YOUR GOAL:
Could you please return each line of the data that has the word "clicks"?

Dataset items
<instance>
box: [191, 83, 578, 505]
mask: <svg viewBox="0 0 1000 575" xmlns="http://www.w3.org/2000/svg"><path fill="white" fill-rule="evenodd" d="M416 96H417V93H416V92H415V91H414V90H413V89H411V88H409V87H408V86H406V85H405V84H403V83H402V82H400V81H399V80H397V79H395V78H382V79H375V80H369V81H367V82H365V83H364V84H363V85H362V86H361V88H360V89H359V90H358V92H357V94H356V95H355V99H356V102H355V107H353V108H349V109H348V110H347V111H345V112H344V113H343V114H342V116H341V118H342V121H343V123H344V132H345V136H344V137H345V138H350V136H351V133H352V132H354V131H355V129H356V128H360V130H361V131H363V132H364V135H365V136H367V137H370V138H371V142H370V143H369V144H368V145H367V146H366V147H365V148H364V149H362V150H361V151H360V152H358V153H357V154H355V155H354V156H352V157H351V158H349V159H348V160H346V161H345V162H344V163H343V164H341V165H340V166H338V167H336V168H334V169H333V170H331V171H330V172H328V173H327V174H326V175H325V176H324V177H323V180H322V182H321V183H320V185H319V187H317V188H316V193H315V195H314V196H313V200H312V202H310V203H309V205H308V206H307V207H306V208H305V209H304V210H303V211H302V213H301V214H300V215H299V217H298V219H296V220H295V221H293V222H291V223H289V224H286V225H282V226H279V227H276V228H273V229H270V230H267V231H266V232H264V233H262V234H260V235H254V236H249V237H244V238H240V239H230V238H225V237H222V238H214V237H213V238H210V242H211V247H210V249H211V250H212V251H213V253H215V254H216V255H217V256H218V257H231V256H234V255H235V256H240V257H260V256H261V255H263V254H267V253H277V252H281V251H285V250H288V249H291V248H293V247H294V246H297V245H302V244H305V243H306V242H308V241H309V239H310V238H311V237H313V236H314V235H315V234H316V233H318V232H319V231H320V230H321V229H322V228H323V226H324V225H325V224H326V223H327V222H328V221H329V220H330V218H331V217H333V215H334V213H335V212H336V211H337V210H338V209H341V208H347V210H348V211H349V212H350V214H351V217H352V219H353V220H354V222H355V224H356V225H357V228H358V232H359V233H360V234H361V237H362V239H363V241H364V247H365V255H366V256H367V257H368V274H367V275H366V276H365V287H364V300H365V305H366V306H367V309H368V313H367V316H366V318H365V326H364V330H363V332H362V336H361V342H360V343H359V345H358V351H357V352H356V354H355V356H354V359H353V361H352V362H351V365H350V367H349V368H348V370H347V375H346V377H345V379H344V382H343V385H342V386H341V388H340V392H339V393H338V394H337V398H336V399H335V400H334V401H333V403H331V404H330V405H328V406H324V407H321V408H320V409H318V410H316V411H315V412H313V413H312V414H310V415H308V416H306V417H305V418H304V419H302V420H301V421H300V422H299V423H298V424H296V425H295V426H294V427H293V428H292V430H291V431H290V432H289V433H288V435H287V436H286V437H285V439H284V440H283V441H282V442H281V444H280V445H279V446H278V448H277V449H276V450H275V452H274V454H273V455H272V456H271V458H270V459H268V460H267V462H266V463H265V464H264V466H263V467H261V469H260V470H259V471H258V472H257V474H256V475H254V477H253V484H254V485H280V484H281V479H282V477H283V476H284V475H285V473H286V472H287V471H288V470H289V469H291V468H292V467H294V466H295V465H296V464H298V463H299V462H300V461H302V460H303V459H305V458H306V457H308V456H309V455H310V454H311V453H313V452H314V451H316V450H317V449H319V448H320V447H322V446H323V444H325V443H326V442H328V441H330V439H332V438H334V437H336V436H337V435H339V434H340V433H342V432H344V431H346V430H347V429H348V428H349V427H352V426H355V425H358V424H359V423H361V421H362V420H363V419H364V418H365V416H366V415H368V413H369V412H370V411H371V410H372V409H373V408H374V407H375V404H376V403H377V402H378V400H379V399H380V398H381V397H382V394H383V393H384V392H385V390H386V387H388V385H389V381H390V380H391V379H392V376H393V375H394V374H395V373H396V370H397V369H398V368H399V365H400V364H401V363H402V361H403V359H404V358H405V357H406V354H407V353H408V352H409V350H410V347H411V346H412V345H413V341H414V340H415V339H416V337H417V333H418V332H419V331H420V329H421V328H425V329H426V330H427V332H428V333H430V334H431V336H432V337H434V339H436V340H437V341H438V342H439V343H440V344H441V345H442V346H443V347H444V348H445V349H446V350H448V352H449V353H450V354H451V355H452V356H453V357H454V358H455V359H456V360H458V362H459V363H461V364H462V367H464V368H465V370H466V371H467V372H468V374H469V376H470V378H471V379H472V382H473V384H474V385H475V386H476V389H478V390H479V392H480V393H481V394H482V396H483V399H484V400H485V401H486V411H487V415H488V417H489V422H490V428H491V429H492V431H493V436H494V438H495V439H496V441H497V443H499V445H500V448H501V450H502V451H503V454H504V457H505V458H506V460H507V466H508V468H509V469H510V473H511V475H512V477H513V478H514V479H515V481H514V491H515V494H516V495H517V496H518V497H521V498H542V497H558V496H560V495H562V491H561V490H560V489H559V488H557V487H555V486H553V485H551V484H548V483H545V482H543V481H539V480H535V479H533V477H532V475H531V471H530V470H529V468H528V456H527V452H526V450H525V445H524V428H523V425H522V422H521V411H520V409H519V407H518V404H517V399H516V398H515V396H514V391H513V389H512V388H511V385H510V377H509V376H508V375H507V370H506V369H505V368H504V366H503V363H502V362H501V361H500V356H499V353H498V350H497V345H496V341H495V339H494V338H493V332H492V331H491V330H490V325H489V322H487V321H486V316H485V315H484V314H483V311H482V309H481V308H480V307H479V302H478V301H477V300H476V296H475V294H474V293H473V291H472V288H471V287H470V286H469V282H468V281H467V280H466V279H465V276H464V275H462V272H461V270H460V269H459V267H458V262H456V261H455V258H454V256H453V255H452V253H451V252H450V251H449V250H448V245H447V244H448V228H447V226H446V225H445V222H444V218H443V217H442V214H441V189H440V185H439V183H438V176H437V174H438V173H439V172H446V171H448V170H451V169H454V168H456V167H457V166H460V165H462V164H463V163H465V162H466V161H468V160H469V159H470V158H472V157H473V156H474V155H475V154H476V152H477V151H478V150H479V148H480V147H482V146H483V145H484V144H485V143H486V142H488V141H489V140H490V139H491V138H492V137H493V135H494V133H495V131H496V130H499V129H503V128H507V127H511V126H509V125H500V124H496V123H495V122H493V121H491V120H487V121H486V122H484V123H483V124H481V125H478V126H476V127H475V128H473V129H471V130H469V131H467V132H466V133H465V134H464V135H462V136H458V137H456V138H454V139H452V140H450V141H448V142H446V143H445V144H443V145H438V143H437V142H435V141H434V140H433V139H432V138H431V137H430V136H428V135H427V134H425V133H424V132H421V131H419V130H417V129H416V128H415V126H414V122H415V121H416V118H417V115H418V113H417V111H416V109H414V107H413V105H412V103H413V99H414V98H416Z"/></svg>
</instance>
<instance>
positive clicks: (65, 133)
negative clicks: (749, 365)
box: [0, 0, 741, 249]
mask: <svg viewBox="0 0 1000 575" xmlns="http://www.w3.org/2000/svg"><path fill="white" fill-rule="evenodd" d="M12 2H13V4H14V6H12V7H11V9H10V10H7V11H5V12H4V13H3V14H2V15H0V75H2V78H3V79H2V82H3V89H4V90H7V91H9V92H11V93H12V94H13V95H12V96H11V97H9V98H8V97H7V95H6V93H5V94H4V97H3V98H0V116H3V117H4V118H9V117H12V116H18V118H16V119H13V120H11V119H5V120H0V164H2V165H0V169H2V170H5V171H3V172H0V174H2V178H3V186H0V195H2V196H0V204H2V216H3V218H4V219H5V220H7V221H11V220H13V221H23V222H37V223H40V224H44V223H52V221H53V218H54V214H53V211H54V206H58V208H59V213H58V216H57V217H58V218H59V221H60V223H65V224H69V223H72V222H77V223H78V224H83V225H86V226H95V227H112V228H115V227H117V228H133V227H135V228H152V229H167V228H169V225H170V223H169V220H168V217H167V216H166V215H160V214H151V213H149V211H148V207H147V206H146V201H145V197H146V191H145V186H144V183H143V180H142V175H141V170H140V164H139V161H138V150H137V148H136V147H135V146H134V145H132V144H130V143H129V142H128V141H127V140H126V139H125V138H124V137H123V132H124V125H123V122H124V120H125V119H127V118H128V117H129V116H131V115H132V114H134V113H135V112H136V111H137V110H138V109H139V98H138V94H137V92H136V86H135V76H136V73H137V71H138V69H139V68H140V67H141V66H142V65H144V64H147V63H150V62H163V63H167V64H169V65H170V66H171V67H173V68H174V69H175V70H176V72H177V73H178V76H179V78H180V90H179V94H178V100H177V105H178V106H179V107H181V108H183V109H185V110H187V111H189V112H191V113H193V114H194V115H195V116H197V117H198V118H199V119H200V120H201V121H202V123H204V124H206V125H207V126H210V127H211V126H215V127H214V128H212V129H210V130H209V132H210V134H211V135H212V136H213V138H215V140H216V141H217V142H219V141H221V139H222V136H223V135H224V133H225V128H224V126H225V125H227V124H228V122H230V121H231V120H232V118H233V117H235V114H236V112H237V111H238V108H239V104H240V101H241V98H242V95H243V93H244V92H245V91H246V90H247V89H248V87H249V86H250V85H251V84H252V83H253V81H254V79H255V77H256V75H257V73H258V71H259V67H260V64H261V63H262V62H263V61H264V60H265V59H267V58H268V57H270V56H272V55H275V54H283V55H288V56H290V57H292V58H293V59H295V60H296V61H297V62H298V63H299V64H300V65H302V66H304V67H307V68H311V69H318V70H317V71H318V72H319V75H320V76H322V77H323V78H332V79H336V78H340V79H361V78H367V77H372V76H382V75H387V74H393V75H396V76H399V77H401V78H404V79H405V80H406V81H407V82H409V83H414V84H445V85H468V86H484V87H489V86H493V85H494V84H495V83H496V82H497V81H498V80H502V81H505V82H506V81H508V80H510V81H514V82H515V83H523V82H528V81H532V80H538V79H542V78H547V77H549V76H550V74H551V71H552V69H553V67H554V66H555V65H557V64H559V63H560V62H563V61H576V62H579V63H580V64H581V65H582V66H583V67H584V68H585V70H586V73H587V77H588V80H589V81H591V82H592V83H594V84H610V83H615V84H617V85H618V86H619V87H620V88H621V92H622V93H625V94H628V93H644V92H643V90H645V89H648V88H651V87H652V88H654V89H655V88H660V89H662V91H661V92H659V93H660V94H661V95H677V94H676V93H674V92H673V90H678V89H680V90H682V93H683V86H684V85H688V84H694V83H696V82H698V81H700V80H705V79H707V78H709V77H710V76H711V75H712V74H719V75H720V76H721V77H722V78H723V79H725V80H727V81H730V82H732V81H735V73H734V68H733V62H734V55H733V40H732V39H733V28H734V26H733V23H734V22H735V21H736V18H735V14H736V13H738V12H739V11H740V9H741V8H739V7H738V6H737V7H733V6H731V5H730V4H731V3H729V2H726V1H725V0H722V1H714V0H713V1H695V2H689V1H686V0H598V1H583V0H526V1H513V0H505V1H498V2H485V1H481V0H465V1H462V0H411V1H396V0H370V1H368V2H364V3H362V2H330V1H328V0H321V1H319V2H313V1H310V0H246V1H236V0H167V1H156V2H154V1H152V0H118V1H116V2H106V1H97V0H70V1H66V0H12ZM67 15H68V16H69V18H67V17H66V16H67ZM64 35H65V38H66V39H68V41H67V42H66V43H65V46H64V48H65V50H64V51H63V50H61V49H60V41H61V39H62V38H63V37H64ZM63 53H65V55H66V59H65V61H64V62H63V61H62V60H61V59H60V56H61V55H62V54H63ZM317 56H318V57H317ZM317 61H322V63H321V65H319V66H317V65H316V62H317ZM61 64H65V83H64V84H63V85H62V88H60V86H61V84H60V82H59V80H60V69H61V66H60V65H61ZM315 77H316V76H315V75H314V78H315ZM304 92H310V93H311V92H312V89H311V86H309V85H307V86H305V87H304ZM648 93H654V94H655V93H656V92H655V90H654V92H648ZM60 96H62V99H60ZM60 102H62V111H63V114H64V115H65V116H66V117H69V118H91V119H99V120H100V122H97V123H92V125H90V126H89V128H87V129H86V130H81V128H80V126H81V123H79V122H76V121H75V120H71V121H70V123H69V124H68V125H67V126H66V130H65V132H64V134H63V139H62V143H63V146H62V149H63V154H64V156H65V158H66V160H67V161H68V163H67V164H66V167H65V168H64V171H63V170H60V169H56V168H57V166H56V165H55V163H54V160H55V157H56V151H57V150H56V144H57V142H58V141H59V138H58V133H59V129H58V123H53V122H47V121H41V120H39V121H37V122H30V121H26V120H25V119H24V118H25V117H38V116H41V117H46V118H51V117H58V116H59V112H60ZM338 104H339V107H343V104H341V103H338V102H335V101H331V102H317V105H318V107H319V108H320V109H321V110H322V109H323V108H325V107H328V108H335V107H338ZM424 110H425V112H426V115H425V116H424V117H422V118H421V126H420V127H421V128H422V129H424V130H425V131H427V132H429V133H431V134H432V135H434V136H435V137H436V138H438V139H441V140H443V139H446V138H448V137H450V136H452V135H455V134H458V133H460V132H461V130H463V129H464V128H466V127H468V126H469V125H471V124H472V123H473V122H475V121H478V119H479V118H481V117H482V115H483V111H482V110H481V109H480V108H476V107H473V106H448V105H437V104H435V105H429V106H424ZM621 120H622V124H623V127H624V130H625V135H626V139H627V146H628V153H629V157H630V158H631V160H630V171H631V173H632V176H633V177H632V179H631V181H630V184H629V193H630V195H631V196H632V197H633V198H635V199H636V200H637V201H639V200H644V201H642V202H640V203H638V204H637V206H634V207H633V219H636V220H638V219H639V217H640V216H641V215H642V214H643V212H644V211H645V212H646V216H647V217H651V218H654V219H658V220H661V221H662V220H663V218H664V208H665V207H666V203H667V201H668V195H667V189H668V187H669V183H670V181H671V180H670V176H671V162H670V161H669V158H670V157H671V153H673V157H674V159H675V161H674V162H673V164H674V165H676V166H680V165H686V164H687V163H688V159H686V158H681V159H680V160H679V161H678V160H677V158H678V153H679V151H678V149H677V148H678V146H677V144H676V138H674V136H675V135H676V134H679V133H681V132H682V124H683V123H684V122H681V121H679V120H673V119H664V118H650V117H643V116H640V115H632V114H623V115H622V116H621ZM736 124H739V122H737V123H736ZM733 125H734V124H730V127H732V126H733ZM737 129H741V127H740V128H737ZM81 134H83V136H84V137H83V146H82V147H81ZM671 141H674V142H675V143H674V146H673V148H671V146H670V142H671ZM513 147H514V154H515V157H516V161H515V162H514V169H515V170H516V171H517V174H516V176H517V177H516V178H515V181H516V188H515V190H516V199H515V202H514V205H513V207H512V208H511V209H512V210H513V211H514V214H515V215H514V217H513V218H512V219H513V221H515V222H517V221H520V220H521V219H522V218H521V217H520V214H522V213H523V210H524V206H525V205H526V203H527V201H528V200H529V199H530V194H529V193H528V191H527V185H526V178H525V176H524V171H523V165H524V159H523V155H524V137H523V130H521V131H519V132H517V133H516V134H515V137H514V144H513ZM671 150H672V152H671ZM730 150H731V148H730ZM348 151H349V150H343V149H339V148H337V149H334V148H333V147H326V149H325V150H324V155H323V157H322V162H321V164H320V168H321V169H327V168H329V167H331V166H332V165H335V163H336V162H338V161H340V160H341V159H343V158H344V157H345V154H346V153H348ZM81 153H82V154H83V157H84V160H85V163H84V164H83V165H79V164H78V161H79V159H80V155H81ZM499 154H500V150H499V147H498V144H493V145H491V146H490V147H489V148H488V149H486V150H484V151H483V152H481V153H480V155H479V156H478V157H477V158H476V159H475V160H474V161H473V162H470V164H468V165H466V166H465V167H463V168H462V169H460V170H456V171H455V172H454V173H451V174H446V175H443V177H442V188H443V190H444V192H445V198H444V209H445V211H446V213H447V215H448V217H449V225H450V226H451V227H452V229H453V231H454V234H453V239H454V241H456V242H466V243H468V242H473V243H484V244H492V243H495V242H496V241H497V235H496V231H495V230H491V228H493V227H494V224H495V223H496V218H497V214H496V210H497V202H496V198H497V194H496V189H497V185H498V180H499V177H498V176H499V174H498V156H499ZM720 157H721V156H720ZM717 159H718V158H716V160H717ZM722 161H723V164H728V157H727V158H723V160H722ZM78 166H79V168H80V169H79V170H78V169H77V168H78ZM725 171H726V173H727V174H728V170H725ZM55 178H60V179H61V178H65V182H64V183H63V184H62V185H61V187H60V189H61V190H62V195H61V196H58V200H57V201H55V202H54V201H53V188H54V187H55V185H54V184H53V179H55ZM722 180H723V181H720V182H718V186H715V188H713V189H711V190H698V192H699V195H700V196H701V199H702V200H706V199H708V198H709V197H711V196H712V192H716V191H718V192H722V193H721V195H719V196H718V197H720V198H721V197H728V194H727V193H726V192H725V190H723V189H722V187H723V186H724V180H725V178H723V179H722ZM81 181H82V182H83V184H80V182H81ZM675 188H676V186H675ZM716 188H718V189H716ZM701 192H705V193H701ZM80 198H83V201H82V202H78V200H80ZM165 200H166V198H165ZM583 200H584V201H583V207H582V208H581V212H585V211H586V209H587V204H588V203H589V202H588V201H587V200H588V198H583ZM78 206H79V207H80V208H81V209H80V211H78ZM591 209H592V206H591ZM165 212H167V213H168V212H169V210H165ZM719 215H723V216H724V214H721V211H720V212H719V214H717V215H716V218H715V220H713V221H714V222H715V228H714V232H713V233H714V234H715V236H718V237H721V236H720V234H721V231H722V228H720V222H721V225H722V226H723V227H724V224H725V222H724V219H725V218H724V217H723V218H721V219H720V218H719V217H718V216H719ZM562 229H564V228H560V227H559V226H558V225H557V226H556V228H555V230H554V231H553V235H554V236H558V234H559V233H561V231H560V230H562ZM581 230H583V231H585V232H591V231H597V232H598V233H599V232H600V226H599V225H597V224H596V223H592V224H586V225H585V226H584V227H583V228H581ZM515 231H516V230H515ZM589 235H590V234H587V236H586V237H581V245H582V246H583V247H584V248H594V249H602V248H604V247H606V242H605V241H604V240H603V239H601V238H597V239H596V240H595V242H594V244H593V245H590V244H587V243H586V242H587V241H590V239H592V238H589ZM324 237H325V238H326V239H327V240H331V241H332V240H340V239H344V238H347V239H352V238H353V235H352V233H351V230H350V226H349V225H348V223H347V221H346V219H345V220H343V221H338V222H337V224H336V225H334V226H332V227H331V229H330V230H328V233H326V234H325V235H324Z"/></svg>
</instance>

EXPECTED ANSWER:
positive clicks: (65, 133)
negative clicks: (749, 365)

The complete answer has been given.